- DIRECTIONS FOR THIS TASK -
Pull out each line of the data that contains the word "background", matching its case exactly.

- INPUT DATA -

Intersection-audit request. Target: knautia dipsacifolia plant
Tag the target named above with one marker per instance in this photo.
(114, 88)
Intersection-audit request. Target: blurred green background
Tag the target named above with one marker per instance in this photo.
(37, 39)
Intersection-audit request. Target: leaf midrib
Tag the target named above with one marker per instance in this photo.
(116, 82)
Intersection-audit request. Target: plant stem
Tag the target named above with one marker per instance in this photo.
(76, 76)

---

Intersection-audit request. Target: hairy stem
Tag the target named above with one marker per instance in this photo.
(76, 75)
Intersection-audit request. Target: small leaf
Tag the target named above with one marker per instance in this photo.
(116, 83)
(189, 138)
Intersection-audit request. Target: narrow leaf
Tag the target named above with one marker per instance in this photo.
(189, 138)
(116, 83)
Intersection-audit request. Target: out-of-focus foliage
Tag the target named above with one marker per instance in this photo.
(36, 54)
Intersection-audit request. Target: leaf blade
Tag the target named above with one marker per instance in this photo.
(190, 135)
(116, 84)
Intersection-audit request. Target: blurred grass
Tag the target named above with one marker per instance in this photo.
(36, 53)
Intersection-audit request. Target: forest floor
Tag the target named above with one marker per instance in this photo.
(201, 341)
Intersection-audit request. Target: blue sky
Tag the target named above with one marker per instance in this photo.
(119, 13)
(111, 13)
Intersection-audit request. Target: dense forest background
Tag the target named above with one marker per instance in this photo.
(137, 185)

- FINISHED ANSWER -
Intersection-audit request. Target: blurred green background
Intersection-audit request. Target: dense forest background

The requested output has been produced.